What is asked →
a) According to the Granger causality framework text, which setting must be true for lag_step to be used?
b) Reproduce the Granger causality framework text from "test_every_n_epochs: 10" to "will be complete." without any changes.

Source extract →
Granger causality framework
The workflows of the proposed granger causality framework:
Experiments shows improvements in fitting and predictive ability in type-wise intensity modeling settings. And the Granger causality graph can be obtained:Learned Granger causality graph on Stack Overflow
Fair empirical study
The results is showed in the Section 6.3. Here we give an instruction on implementation.
Installation
Requiring packages:
pytorch=1.8.0=py3.8_cuda11.1_cudnn8.0.5_0
torchvision=0.9.0=py38_cu111
torch-scatter==2.0.8
Dataset
We provide the MOOC and Stack Overflow datasets in ./data/
And Retweet dataset can be downloaded from Google Drive. Download it and copy it into ./data/retweet/
To preprocess the data, run the following commands
python /scripts/generate_mooc_data.py
python /scripts/generate_stackoverflow_data.py
python /scripts/generate_retweet_data.py
Training
You can train the model with the following commands:
python main.py --config_path ./experiments/mooc/config.yaml
python main.py --config_path ./experiments/stackoverflow/config.yaml
python main.py --config_path ./experiments/retweet/config.yaml
The .yaml
files consist following kwargs:
log_level: INFO
data:
batch_size: The batch size for training
dataset_dir: The processed dataset directory
val_batch_size: The batch size for validation and test
event_type_num: Number of the event types in the dataset. {'MOOC': 97, "Stack OverFlow": 22, "Retweet": 3}
model:
encoder_type: Used history encoder, chosen in [FNet, RNN, LSTM, GRU, Attention]
intensity_type: Used intensity function, chosen in [LogNormMix, GomptMix, LogCauMix, ExpDecayMix, WeibMix, GaussianMix] and
[LogNormMixSingle, GomptMixSingle, LogCauMixSingle, ExpDecayMixSingle, WeibMixSingle, GaussianMixSingle, FNNIntegralSingle],
where *Single means modeling the overall intensities
time_embed_type: Time embedding, chosen in [Linear, Trigono]
embed_dim: Embeded dimension
lag_step: Predefined lag step, which is only used when intra_encoding is true
atten_heads: Attention heads, only used in Attention encoder, must be a divisor of embed_dim.
layer_num: The layers number in the encoder and history encoder
dropout: Dropout ratio, must be in 0.0-1.0
gumbel_tau: Initial temperature in Gumbel-max
l1_lambda: Weight to control the sparsity of Granger causality graph
use_prior_graph: Only be true when the ganger graph is given, chosen in [true, false]
intra_encoding: Whether to use intra-type encoding, chosen in [true, false]
train:
epochs: Training epoches
lr: Initial learning rate
log_dir: Diretory for logger
lr_decay_ratio: The decay ratio of learning rate
max_grad_norm: Max gradient norm
min_learning_rate: Min learning rate
optimizer: The optimizer to use, chosen in [adam]
patience: Epoch for early stopping
steps: Epoch numbers for learning rate decay.
test_every_n_epochs: 10
experiment_name: 'stackoverflow'
delayed_grad_epoch: 10
relation_inference: Whether to use graph discovery, chosen in [true, false],
if false, but intra_encoding is true, the graph will be complete.
gpu: The GPU number to use for training
seed: Random Seed

Data lines →
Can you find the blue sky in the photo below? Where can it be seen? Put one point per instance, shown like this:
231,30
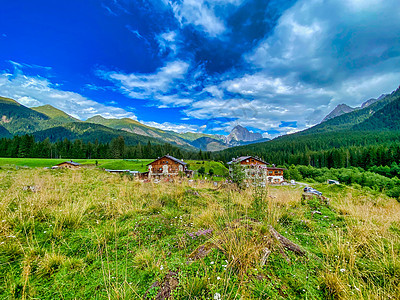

Solutions →
a) intra_encoding

b)
test_every_n_epochs: 10
experiment_name: 'stackoverflow'
delayed_grad_epoch: 10
relation_inference: Whether to use graph discovery, chosen in [true, false],
if false, but intra_encoding is true, the graph will be complete.